WHAT TO PRODUCE — From the pension plan excerpt, reproduce the passage that begins at the words "(a)              The increase" and stops after the words "from the recalculation.".

++++ EXCERPT ++++

Section 3.4            Death after Commencement of Non-Grandfathered Mirror Pension Benefits.  If an Executive dies after commencing payment of his Non-Grandfathered Mirror Pension Benefits under the Plan but before his entire Non-Grandfathered Mirror Pension Benefit is distributed, payments to the Executive’s Death Beneficiary (if any) will be made (a) in accordance with the elected optional form of payment described in Section 3.3(2)(b)(ii) or (iii) (if elected), or (b) ninety (90) days after the Executive’s death in the form of a single lump sum, calculated using the Actuarial Factors in effect on the date of distribution, if the Executive elected one of the optional forms of payment described in Section 3.3(2)(b)(iv).

 

Section 3.5            Adjustment to Annual Installment Payments Commencing Prior to January 1, 2011.  If payment of an Executive’s Non-Grandfathered Mirror Pension Benefit commenced after January 1, 2005 but prior to January 1, 2011 in the form of annual installment payments over a period of five (5) or ten (10) years, then

 

(1)           The Executive’s annual installment payments will be recalculated as of the original payment commencement date using the Plan’s Actuarial Factors for lump sum calculations and any increase in the amount of each such installment will be paid as follows:

 

(a)              The increase in the annual installments that were payable prior to January 1, 2011 will be paid in a single lump sum amount in the calendar quarter beginning January 1, 2011 and ending March 31, 2011; and

 

(b)              Each annual installment due on or after January 1, 2011 will be adjusted to include the increase resulting from the recalculation.

++++ GIVEN RECORDS ++++

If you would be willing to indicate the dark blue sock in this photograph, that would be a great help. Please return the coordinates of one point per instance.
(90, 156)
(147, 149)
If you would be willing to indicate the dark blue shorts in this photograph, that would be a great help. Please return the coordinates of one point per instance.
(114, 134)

++++
++++ GIVEN RECORDS ++++

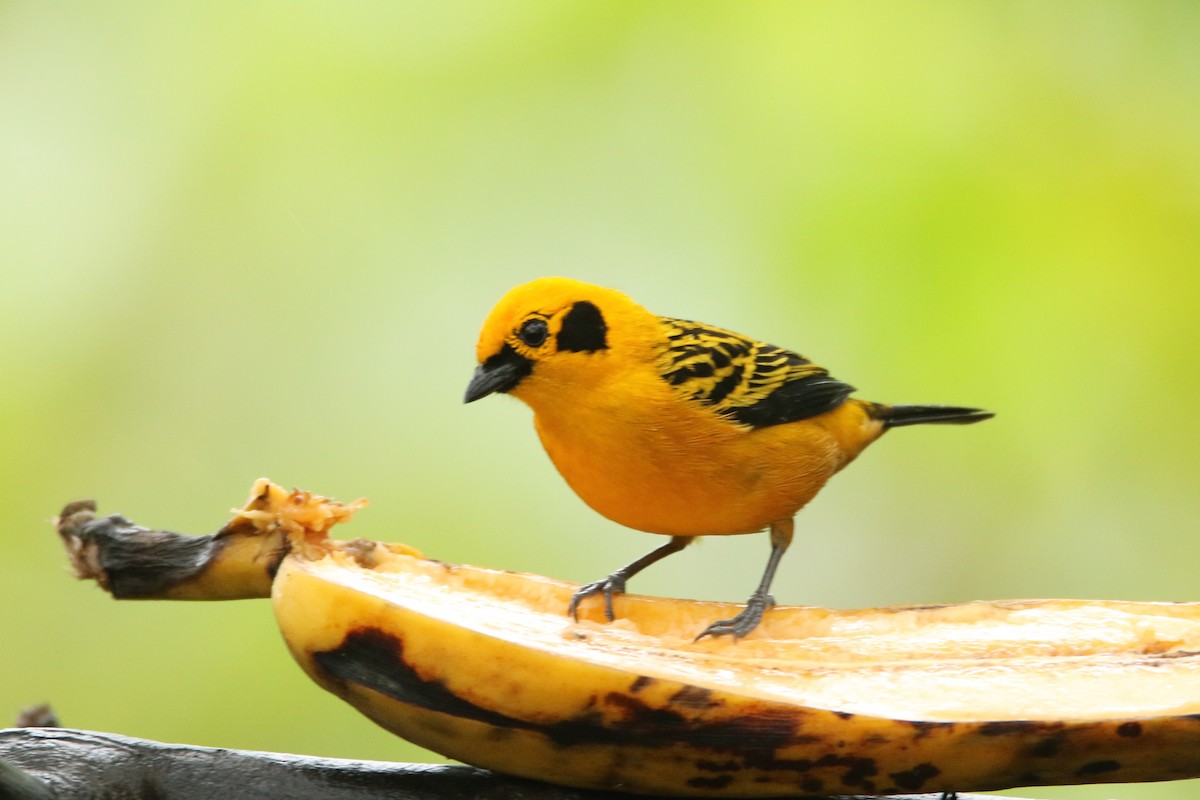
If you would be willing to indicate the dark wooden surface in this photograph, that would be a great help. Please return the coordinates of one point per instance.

++++

WORKED ANSWER —
(a)              The increase in the annual installments that were payable prior to January 1, 2011 will be paid in a single lump sum amount in the calendar quarter beginning January 1, 2011 and ending March 31, 2011; and

 

(b)              Each annual installment due on or after January 1, 2011 will be adjusted to include the increase resulting from the recalculation.